Problem requirements ▸ Write out each line of the entries below as a numbered list, omitting any blank lines.

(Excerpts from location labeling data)
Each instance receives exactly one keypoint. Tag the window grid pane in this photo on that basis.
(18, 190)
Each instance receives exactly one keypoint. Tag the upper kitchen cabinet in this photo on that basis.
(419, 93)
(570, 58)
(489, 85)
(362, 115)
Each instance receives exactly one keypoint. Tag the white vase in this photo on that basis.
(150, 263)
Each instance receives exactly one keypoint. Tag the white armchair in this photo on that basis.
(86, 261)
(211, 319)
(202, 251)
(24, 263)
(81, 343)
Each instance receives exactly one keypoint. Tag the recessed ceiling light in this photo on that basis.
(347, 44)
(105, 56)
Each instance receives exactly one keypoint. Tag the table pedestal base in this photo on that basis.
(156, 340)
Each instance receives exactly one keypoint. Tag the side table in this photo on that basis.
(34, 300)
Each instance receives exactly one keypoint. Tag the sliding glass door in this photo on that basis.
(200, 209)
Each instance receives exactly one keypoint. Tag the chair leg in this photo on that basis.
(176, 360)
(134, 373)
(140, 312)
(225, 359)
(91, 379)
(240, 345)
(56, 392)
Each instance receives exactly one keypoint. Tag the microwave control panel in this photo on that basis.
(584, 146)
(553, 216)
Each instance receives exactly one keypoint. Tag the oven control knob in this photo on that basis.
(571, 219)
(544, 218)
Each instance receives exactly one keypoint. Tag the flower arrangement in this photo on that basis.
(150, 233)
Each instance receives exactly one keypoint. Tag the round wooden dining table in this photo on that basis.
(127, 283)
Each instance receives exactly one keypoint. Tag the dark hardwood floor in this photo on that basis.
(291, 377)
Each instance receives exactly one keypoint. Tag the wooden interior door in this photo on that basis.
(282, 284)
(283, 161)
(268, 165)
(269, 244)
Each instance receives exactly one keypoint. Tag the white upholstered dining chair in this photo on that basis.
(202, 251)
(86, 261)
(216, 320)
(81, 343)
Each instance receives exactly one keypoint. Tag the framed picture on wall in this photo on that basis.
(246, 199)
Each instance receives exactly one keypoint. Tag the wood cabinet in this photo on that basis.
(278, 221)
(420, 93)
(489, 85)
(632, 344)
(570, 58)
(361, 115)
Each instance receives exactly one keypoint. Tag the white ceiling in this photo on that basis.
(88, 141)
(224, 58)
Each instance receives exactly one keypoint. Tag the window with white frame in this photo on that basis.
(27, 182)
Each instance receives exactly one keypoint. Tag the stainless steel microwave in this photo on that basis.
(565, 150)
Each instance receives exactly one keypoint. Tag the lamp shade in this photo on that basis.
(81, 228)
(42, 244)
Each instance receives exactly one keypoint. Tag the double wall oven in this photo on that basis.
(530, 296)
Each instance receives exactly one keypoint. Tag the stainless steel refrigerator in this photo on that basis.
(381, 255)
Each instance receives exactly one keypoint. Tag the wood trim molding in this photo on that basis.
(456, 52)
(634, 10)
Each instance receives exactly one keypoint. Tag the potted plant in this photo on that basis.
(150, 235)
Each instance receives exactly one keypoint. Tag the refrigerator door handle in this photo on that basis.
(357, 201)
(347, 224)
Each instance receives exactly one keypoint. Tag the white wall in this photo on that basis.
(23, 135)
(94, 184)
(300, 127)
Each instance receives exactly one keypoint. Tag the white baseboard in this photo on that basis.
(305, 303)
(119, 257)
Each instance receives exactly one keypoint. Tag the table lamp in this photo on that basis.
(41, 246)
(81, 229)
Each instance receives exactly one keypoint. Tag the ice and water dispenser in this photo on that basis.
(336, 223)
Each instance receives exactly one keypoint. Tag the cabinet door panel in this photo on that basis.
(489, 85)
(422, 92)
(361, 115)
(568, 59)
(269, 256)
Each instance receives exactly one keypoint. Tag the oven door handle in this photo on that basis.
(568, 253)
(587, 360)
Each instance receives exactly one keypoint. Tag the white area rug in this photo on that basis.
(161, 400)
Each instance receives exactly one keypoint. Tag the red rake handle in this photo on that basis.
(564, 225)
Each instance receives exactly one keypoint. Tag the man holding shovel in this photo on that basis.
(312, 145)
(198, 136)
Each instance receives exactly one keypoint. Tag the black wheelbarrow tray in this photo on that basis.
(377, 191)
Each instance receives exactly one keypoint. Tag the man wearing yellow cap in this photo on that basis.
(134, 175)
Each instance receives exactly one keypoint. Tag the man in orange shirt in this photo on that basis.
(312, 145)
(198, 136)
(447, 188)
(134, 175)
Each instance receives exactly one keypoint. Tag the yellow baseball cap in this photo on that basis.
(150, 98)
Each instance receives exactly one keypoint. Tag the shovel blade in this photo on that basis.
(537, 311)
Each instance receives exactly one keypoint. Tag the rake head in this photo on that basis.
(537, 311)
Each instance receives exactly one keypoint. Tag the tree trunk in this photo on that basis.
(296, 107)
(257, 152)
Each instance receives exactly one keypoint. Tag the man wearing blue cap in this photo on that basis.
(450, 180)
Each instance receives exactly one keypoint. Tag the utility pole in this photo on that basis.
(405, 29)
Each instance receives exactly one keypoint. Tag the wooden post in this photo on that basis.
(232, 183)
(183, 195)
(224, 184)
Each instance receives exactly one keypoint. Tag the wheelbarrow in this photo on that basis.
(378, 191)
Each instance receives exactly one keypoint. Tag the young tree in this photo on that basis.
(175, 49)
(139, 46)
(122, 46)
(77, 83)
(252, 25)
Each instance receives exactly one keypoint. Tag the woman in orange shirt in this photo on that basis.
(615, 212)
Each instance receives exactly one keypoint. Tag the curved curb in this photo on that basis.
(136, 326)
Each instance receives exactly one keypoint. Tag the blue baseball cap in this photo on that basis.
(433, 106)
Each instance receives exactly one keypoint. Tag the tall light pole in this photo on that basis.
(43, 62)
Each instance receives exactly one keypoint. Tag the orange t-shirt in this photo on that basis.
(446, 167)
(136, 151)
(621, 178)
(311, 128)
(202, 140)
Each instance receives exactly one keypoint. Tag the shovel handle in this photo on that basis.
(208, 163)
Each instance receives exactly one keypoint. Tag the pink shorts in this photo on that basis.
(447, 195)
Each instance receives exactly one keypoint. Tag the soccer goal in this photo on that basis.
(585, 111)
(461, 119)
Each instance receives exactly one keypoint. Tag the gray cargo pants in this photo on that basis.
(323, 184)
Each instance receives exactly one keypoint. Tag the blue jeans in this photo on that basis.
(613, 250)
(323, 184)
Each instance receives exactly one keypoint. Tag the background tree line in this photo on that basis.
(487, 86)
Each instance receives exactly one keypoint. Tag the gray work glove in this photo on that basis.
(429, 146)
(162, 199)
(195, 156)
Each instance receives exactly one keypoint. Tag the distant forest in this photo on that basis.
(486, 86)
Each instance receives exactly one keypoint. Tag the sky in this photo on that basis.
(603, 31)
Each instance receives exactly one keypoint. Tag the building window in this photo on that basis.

Response to the exercise ▸
1. Each instance receives exactly one keypoint. Tag the window grid pane in this photo on that basis.
2. (18, 190)
3. Each instance receives exactly one keypoint. Tag the upper kitchen cabinet in this photo on that basis.
4. (419, 93)
5. (570, 58)
6. (489, 85)
7. (362, 115)
8. Each instance receives exactly one keypoint. Tag the white vase in this photo on that basis.
9. (150, 263)
10. Each instance receives exactly one keypoint. Tag the white armchair in this photo on that basis.
11. (86, 261)
12. (211, 319)
13. (202, 251)
14. (24, 263)
15. (81, 343)
16. Each instance receives exactly one keypoint. Tag the recessed ceiling light in this photo on that basis.
17. (347, 44)
18. (105, 56)
19. Each instance receives exactly one keypoint. Tag the table pedestal base in this photo on that basis.
20. (156, 340)
21. Each instance receives exactly one keypoint. Tag the side table in this photo on that basis.
22. (34, 300)
23. Each instance receives exactly one keypoint. Tag the sliding glass door in this photo on that basis.
24. (200, 209)
25. Each instance receives exactly one keypoint. Tag the chair leg in this photo on that basis.
26. (176, 360)
27. (134, 373)
28. (140, 312)
29. (225, 359)
30. (91, 379)
31. (240, 345)
32. (56, 392)
33. Each instance receives exactly one keypoint. Tag the microwave control panel in this photo on that basis.
34. (584, 146)
35. (553, 216)
36. Each instance receives exactly one keypoint. Tag the oven control knob in this photo on that basis.
37. (571, 219)
38. (544, 218)
39. Each instance receives exactly one keypoint. Tag the flower arrangement in this photo on that basis.
40. (150, 233)
41. Each instance receives exactly one keypoint. Tag the round wooden dining table in this photo on that basis.
42. (127, 283)
43. Each instance receives exactly one keypoint. Tag the dark hardwood floor in this photo on that basis.
44. (291, 377)
45. Each instance receives exactly one keypoint. Tag the wooden interior door in this photo on that basis.
46. (282, 284)
47. (283, 161)
48. (268, 165)
49. (269, 244)
50. Each instance receives exactly one keypoint. Tag the white upholstered dining chair in this photo on that basis.
51. (202, 251)
52. (86, 261)
53. (216, 320)
54. (81, 343)
55. Each instance receives exactly one keypoint. Tag the framed picture on wall in this photo on that basis.
56. (246, 199)
57. Each instance receives exactly one keypoint. Tag the wood cabinet in this photo on that basis.
58. (278, 221)
59. (420, 93)
60. (489, 85)
61. (632, 344)
62. (570, 58)
63. (361, 115)
64. Each instance receives exactly one keypoint. Tag the white ceiling in this photo on that basis.
65. (88, 141)
66. (224, 58)
67. Each instance receives exactly one keypoint. Tag the window with white frame in this photo on that basis.
68. (27, 182)
69. Each instance receives exactly one keypoint. Tag the stainless steel microwave in this photo on that basis.
70. (565, 150)
71. Each instance receives exactly one keypoint. Tag the lamp shade in this photo on that basis.
72. (81, 228)
73. (42, 244)
74. Each instance receives exactly one keypoint. Tag the double wall oven in this photo on that basis.
75. (530, 296)
76. Each instance receives exactly one keypoint. Tag the stainless steel refrigerator in this photo on that basis.
77. (381, 255)
78. Each instance receives exactly one keypoint. Tag the wood trim molding in this photo on that basis.
79. (456, 52)
80. (634, 10)
81. Each instance receives exactly one keypoint. Tag the potted plant in this photo on that basis.
82. (150, 235)
83. Each instance receives exactly one keypoint. Tag the refrigerator door handle in this photo on that basis.
84. (357, 201)
85. (347, 224)
86. Each instance receives exactly one keypoint. Tag the white wall in this photo on that basis.
87. (23, 135)
88. (94, 184)
89. (300, 127)
90. Each instance receives exactly one keypoint. Tag the white baseboard in this photo on that basis.
91. (305, 303)
92. (119, 257)
93. Each instance receives exactly one keypoint. Tag the table lamp in this photo on that basis.
94. (41, 246)
95. (81, 229)
96. Each instance receives exactly one keypoint. Tag the ice and water dispenser in this photo on that basis.
97. (336, 223)
98. Each instance receives exactly one keypoint. Tag the cabinet door panel in this photo on that basis.
99. (489, 85)
100. (422, 92)
101. (361, 115)
102. (568, 59)
103. (269, 256)
104. Each instance receives exactly one keypoint. Tag the oven door handle in this photo on that basis.
105. (568, 253)
106. (587, 360)
107. Each instance receives exactly one keypoint. Tag the white area rug in this photo on that basis.
108. (161, 400)
109. Each instance receives exactly one keypoint. Tag the red rake handle in this photo on that basis.
110. (564, 225)
111. Each instance receives exactly one keypoint. Tag the man holding shovel in this photo on that basis.
112. (312, 145)
113. (198, 136)
114. Each instance receives exactly one keypoint. Tag the black wheelbarrow tray in this photo on that basis.
115. (377, 191)
116. Each instance receives exactly one keypoint. Tag the man wearing yellow cap in this photo on that basis.
117. (134, 175)
118. Each instance receives exactly one keypoint. Tag the man in orange shirt in this photo on that basis.
119. (312, 145)
120. (198, 136)
121. (447, 188)
122. (134, 175)
123. Each instance receives exactly one keypoint. Tag the yellow baseball cap in this photo on that basis.
124. (150, 98)
125. Each instance receives exactly one keypoint. Tag the shovel blade in this photo on that basis.
126. (537, 311)
127. Each instance receives exactly one keypoint. Tag the rake head in this photo on that basis.
128. (537, 311)
129. Each instance receives exactly one keypoint. Tag the tree trunk in this photo on that basis.
130. (296, 107)
131. (257, 152)
132. Each instance receives exactly one keypoint. Tag the man wearing blue cap in this photo on that basis.
133. (450, 180)
134. Each instance receives exactly one keypoint. Tag the utility pole in this photo on that basis.
135. (405, 29)
136. Each instance receives exactly one keypoint. Tag the wooden post in this photo on that basis.
137. (232, 183)
138. (183, 195)
139. (224, 184)
140. Each instance receives exactly one keypoint. Tag the wheelbarrow in this photo on that basis.
141. (378, 191)
142. Each instance receives exactly one keypoint. Tag the young tree in this photo on that basis.
143. (175, 49)
144. (139, 46)
145. (122, 46)
146. (77, 83)
147. (252, 25)
148. Each instance receives exactly one keypoint. Tag the woman in orange shirt in this photo on that basis.
149. (615, 212)
150. Each instance receives exactly one keypoint. Tag the curved curb in this photo on that basis.
151. (136, 326)
152. Each instance receives exactly one keypoint. Tag the blue baseball cap in this photo on that basis.
153. (433, 106)
154. Each instance receives exactly one keypoint. Tag the tall light pole in this photo on that basis.
155. (43, 62)
156. Each instance receives exactly one keypoint. Tag the orange t-shirt in this photo on that basis.
157. (446, 167)
158. (136, 151)
159. (621, 178)
160. (311, 128)
161. (202, 140)
162. Each instance receives exactly one keypoint. Tag the shovel handle in this photo on that basis.
163. (208, 163)
164. Each instance receives exactly one keypoint. Tag the pink shorts in this photo on that basis.
165. (447, 195)
166. Each instance receives exactly one keypoint. Tag the soccer goal in this photo on that basis.
167. (585, 111)
168. (461, 119)
169. Each instance receives exactly one keypoint. Tag the gray cargo pants in this photo on that basis.
170. (323, 184)
171. Each instance receives exactly one keypoint. Tag the blue jeans in this photo on that basis.
172. (613, 250)
173. (323, 184)
174. Each instance receives exactly one keypoint. Tag the background tree line in this photo on that basis.
175. (487, 86)
176. Each instance receives exactly one keypoint. Tag the gray work glove in this photo on that basis.
177. (429, 146)
178. (162, 199)
179. (195, 156)
180. Each instance receives exactly one keypoint. Tag the distant forest in this photo on that basis.
181. (486, 86)
182. Each instance receives exactly one keypoint. Tag the sky in this photo on that basis.
183. (603, 31)
184. Each instance receives exactly one keypoint. Tag the building window in this photo on that basis.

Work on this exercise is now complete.